WHAT TO DO: Rewrite the items starting with the line containing "Box the orange robe in this photo." and going on through the line containing "[0,0,400,243]" as a two-column CSV with the header item_text,answer. Give one row per item, with its text and its answer each in a single quoted field and any line breaks replaced by spaces.
########################################
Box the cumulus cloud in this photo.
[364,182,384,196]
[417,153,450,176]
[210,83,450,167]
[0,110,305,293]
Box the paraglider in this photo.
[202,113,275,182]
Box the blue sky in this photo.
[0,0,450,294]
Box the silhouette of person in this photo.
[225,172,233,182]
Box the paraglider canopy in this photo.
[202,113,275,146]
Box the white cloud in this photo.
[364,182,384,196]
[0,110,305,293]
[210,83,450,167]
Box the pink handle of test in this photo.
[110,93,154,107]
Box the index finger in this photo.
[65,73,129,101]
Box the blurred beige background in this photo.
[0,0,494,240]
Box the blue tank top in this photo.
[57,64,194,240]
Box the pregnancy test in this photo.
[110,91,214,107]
########################################
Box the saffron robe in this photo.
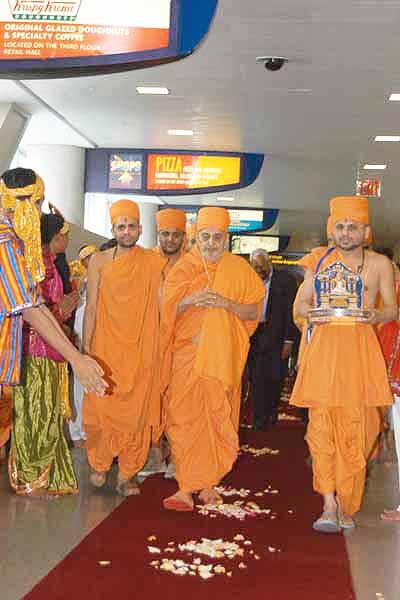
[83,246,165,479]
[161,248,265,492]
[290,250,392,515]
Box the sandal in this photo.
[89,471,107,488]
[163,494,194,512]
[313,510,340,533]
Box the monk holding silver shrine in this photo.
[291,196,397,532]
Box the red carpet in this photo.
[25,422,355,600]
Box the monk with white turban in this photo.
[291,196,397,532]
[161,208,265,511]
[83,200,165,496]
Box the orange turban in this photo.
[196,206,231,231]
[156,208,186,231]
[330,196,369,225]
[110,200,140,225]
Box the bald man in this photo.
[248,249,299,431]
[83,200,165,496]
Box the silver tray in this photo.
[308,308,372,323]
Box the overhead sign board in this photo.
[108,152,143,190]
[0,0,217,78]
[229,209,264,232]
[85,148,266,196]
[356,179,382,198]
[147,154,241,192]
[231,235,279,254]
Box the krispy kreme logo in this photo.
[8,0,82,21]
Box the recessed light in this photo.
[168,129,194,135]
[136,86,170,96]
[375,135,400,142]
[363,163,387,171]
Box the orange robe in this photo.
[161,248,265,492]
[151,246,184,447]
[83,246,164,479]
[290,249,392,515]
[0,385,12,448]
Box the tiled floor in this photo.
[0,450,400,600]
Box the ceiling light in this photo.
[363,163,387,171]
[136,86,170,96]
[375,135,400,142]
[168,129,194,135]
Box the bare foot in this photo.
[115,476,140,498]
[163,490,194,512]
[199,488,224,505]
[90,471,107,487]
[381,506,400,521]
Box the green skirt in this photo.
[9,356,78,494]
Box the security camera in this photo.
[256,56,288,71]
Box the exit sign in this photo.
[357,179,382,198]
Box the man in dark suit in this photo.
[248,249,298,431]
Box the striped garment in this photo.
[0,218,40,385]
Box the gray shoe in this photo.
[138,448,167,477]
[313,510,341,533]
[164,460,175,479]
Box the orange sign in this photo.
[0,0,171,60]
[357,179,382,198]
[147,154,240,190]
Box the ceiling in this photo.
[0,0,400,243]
########################################
EXERCISE SOLUTION:
item_text,answer
"Box the orange robe in this photo.","[161,248,265,492] [151,246,184,447] [83,246,164,479] [290,249,392,515] [0,385,12,448]"
"Box the tiled floor in this photo.","[0,450,400,600]"
"Box the ceiling light in this photo.","[363,163,387,171] [136,86,170,96] [375,135,400,142] [168,129,194,135]"
"Box the bare foot in this photo.","[115,476,140,498] [163,490,194,512] [199,488,224,505] [90,471,107,487] [381,506,400,521]"
"Box the green skirt in this photo.","[9,356,78,494]"
"Box the security camera in this photo.","[256,56,288,71]"
"Box the exit sign in this photo.","[357,179,382,198]"
"Box the man in dark suit in this photo.","[248,249,298,431]"
"Box the striped garment in this photo.","[0,218,40,385]"
"Box the gray shoe in this photo.","[138,448,167,477] [313,510,341,533] [164,460,175,479]"
"Box the orange sign in this photo.","[0,0,171,60] [357,179,382,198] [147,154,240,190]"
"Box the ceiling in this photo.","[0,0,400,243]"